== Your task ==
Copy out the records word for word, beginning at their first line and stopping after the line that contains "[239,49,293,111]".

== Given information ==
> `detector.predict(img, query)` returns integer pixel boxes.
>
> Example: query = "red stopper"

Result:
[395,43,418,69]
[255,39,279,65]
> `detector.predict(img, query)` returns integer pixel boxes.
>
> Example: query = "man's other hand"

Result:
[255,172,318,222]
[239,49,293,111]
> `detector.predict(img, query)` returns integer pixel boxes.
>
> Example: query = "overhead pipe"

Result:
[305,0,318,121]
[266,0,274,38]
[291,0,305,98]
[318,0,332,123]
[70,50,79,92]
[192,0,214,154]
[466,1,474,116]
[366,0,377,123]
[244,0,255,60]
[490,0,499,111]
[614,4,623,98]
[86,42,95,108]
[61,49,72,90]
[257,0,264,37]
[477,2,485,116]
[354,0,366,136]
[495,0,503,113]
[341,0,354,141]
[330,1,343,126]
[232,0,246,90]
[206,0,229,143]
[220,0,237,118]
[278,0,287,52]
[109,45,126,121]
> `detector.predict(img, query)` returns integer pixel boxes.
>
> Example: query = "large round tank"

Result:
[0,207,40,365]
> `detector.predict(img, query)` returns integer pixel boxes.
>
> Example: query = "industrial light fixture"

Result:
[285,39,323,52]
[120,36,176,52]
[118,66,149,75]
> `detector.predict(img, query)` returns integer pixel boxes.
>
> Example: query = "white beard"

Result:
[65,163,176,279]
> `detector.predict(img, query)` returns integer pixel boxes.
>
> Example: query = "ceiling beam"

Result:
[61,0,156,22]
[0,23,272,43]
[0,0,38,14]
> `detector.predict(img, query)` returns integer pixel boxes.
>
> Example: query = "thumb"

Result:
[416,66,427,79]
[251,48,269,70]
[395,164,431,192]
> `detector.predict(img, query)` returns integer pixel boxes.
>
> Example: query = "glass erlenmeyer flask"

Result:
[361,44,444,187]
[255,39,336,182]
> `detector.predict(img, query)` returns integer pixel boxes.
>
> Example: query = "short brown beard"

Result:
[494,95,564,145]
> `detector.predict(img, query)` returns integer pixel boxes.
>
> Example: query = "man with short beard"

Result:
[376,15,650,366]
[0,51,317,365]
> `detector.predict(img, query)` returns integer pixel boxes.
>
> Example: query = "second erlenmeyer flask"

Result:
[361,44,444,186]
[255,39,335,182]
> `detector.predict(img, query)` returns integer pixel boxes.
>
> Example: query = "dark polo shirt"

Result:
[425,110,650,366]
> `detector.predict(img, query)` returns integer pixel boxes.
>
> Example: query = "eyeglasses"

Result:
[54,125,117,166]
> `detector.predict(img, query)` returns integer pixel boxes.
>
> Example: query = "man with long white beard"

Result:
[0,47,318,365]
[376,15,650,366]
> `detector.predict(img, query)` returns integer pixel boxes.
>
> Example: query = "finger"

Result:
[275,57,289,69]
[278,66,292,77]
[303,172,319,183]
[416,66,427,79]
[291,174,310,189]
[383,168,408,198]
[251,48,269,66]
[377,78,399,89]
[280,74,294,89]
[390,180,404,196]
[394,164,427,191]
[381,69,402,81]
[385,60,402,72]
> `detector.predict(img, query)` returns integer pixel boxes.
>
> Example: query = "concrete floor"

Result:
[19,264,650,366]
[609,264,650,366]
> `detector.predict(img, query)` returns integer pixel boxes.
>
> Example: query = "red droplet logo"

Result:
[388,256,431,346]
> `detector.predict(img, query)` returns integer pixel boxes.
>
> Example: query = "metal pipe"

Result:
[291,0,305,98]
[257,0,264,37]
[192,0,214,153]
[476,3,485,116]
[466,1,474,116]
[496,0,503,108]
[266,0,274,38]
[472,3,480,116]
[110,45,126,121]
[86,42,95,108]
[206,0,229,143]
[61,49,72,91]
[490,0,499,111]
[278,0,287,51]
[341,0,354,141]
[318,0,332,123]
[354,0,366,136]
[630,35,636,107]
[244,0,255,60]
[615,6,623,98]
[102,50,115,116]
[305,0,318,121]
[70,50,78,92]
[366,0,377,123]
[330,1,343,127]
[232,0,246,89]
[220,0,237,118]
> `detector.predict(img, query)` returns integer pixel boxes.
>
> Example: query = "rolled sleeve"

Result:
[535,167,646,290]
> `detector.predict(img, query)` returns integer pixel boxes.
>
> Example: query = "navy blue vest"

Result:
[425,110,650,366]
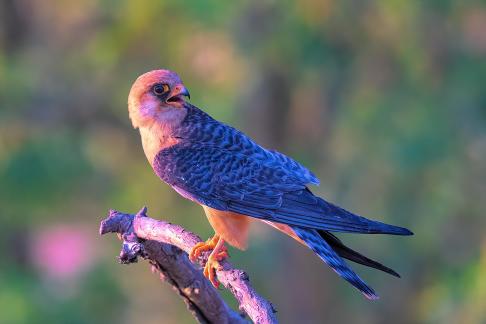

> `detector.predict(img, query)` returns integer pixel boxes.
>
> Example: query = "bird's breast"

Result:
[140,125,180,166]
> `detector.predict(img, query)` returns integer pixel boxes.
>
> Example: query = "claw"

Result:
[189,234,229,288]
[189,234,219,262]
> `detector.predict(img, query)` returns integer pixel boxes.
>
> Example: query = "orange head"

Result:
[128,70,189,128]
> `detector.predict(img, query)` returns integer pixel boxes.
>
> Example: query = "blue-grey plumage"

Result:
[129,70,412,299]
[153,104,411,235]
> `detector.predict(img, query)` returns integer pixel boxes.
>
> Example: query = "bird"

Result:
[128,69,413,300]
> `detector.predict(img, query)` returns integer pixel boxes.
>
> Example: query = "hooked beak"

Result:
[167,84,191,102]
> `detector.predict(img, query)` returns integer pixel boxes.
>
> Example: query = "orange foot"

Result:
[189,234,228,288]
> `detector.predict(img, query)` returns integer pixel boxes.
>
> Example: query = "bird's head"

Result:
[128,70,189,128]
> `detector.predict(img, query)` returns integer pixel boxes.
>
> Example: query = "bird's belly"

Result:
[203,206,251,250]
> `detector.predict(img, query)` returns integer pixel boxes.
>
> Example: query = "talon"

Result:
[189,234,219,262]
[196,235,228,288]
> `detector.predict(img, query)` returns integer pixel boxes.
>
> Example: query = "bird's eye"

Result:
[152,83,170,96]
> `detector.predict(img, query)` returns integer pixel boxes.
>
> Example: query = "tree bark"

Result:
[100,207,277,323]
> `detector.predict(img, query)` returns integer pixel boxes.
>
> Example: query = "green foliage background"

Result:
[0,0,486,323]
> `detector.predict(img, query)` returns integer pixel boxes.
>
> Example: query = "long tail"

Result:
[292,226,380,300]
[318,231,400,278]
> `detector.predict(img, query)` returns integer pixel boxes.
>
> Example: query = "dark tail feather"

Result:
[292,226,379,300]
[318,231,400,278]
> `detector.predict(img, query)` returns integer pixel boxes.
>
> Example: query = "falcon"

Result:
[128,70,412,299]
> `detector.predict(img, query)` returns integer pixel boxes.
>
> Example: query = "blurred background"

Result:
[0,0,486,323]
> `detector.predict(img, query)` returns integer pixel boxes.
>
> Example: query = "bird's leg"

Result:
[203,237,228,288]
[189,234,226,262]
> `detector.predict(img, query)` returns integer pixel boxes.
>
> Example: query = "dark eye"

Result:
[152,83,170,96]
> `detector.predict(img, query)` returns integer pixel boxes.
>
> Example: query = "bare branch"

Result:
[100,207,277,323]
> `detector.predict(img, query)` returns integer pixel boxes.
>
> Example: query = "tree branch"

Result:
[100,207,277,323]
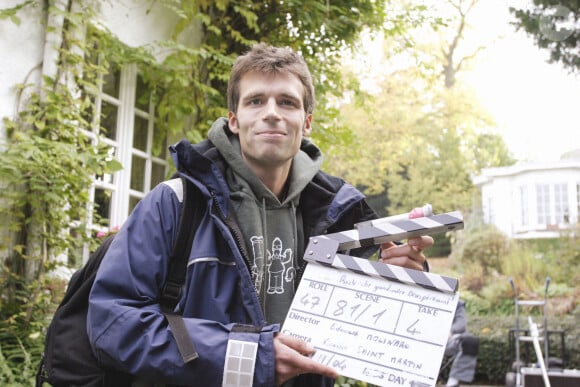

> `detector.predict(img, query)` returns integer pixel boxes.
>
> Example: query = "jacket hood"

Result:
[208,118,323,205]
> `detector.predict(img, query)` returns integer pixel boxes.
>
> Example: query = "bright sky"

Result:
[460,0,580,161]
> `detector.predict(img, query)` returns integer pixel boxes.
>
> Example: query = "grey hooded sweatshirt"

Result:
[208,120,322,323]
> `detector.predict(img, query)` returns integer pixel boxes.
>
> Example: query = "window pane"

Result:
[536,184,550,224]
[101,101,119,140]
[520,186,528,226]
[133,116,149,152]
[95,188,111,225]
[103,66,121,98]
[554,183,570,224]
[131,155,145,192]
[151,163,165,188]
[135,76,151,112]
[127,196,141,215]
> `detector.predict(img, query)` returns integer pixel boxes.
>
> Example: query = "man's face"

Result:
[229,72,312,171]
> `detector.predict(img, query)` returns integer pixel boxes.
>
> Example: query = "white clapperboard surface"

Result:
[282,212,463,387]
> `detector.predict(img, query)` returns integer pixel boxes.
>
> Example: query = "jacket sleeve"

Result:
[87,184,279,386]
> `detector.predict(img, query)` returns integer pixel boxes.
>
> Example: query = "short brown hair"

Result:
[227,43,314,114]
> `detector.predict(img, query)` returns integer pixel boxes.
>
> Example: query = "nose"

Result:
[264,98,280,121]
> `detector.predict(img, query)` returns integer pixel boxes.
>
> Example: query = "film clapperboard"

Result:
[281,211,463,387]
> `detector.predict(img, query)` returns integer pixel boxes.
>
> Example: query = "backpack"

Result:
[36,178,204,387]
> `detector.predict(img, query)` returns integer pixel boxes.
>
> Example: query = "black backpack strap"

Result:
[159,177,204,363]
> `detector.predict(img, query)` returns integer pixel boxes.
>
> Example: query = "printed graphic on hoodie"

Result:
[250,235,296,294]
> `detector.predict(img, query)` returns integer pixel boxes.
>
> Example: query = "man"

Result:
[87,44,433,386]
[445,300,479,387]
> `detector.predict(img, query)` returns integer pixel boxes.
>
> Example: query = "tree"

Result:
[510,0,580,72]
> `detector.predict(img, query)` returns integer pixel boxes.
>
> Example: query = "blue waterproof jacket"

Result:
[87,133,376,387]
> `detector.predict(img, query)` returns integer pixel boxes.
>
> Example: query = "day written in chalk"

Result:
[282,264,458,386]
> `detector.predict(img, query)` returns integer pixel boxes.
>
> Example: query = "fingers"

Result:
[274,333,338,385]
[380,236,434,270]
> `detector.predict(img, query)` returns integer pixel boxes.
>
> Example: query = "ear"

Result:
[302,114,312,137]
[228,112,240,134]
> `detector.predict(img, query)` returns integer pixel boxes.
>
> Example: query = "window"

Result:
[554,183,570,224]
[483,195,495,224]
[84,61,167,239]
[536,184,550,224]
[519,185,529,226]
[536,183,570,225]
[576,183,580,223]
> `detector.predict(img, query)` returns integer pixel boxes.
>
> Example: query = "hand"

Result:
[274,333,338,386]
[379,236,433,271]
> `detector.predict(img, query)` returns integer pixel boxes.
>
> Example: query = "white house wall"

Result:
[0,0,198,146]
[0,0,45,144]
[474,160,580,238]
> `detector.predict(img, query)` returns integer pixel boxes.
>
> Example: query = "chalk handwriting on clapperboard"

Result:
[282,212,463,387]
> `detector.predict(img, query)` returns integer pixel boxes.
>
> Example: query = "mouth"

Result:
[257,130,286,137]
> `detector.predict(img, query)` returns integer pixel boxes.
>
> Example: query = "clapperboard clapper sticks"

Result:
[282,212,463,387]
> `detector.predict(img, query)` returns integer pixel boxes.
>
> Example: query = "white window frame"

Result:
[83,64,168,260]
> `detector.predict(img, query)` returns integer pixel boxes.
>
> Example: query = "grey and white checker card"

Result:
[222,340,258,387]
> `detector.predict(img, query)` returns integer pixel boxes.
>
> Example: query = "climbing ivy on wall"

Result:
[0,0,416,385]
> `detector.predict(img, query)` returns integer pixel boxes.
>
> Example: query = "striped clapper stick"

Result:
[281,212,463,387]
[304,211,463,293]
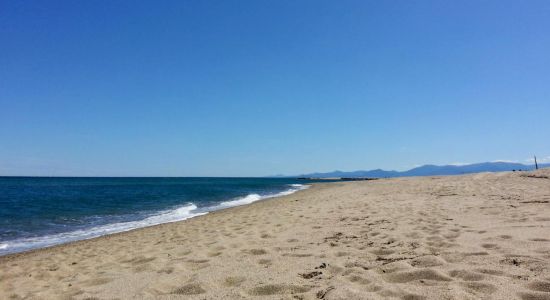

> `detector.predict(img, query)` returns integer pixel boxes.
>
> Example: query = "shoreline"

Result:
[0,183,313,258]
[4,170,550,300]
[0,182,316,263]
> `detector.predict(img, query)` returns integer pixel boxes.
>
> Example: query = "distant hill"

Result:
[292,162,550,178]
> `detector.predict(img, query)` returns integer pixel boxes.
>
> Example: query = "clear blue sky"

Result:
[0,0,550,176]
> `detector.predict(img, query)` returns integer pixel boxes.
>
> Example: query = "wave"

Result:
[0,203,207,254]
[0,184,309,255]
[214,184,309,209]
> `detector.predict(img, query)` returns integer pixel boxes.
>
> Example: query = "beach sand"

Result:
[0,170,550,300]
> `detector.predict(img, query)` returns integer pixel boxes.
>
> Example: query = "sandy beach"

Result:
[0,170,550,300]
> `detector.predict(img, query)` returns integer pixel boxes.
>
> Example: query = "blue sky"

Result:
[0,0,550,176]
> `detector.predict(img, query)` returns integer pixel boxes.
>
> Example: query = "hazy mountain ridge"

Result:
[292,162,550,178]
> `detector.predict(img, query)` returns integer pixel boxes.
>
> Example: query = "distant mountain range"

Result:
[291,162,550,178]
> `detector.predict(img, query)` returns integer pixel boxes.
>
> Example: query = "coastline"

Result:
[0,183,317,263]
[0,183,309,257]
[0,170,550,300]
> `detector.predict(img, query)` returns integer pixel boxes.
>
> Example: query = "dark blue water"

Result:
[0,177,316,255]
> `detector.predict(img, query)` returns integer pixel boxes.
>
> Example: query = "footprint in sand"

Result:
[223,276,246,287]
[248,284,311,296]
[386,269,452,283]
[170,283,206,295]
[449,270,485,281]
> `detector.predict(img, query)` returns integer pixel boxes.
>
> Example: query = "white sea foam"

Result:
[213,184,309,209]
[0,184,309,255]
[0,203,207,254]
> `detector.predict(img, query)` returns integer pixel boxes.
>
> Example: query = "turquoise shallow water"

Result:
[0,177,320,255]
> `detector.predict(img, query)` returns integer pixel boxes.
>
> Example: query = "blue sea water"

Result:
[0,177,320,255]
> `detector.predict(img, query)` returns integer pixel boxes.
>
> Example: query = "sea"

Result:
[0,177,324,255]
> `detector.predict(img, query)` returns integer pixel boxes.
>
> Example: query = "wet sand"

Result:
[0,170,550,300]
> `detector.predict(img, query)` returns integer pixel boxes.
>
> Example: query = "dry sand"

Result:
[0,170,550,300]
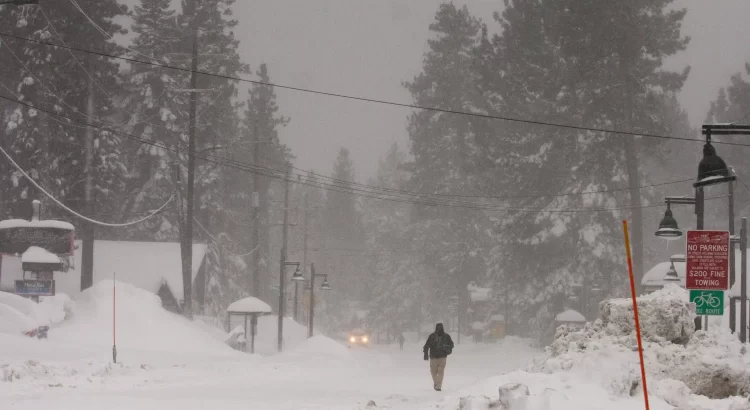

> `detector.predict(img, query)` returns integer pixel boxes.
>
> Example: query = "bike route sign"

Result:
[685,230,730,290]
[690,290,724,316]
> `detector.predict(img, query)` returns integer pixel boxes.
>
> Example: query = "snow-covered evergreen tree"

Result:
[0,0,126,222]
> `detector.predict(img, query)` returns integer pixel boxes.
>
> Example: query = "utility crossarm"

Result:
[701,124,750,135]
[664,196,695,205]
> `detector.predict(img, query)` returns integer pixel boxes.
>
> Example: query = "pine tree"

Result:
[405,3,499,330]
[0,0,126,222]
[323,147,365,320]
[479,1,687,332]
[238,64,292,297]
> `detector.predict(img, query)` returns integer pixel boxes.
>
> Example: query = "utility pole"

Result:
[81,54,95,291]
[695,187,706,330]
[744,218,747,343]
[727,167,737,333]
[251,124,262,298]
[181,0,198,318]
[278,165,289,351]
[294,193,309,321]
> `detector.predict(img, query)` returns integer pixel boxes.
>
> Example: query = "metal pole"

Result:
[307,263,315,338]
[250,315,258,354]
[251,124,263,298]
[740,218,747,343]
[81,54,95,291]
[182,0,198,318]
[695,187,704,330]
[242,315,247,353]
[727,167,737,333]
[278,167,289,351]
[302,193,309,324]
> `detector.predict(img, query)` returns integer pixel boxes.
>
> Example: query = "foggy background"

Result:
[110,0,750,181]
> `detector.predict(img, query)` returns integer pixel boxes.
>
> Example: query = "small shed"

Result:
[555,309,586,327]
[227,296,271,353]
[484,314,505,341]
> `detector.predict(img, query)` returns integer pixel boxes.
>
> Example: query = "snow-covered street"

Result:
[0,338,537,410]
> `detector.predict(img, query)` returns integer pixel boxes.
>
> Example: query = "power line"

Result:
[0,95,712,213]
[0,32,750,147]
[0,143,174,228]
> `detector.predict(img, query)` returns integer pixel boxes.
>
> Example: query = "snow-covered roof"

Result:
[0,240,206,300]
[227,296,271,313]
[467,282,492,302]
[0,219,75,231]
[21,246,60,263]
[555,309,586,322]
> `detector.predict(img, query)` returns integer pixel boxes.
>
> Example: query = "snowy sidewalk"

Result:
[0,338,537,410]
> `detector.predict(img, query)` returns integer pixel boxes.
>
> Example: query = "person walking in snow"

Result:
[422,323,453,391]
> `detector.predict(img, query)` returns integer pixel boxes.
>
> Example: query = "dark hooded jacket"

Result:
[422,323,453,359]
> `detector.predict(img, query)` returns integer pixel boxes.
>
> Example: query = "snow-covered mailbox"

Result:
[0,201,75,301]
[227,297,271,353]
[484,315,505,342]
[555,309,586,328]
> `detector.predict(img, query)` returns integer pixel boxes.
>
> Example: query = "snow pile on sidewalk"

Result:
[254,315,307,354]
[530,286,750,409]
[281,336,352,367]
[0,292,73,334]
[444,370,748,410]
[49,280,234,355]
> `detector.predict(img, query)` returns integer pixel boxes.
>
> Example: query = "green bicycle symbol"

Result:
[693,292,721,309]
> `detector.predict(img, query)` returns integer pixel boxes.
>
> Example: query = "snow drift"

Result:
[50,280,234,354]
[531,286,750,409]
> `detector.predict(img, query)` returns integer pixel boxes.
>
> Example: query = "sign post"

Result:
[690,290,724,316]
[685,230,731,330]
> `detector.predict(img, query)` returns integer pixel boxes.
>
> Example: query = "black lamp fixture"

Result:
[654,204,682,240]
[0,0,39,6]
[292,266,305,282]
[693,138,737,188]
[664,261,680,285]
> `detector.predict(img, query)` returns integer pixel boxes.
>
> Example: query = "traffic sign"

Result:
[685,231,730,290]
[690,290,724,316]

== Result below ==
> `detector.predict(img, query)` returns integer pixel boxes.
>
> Example: query = "red stopper"

Result:
[395,43,418,69]
[255,39,279,65]
> `detector.predict(img, query)` returns integer pixel boxes.
>
> Example: query = "man's other hand"

Result:
[255,172,318,222]
[239,49,293,111]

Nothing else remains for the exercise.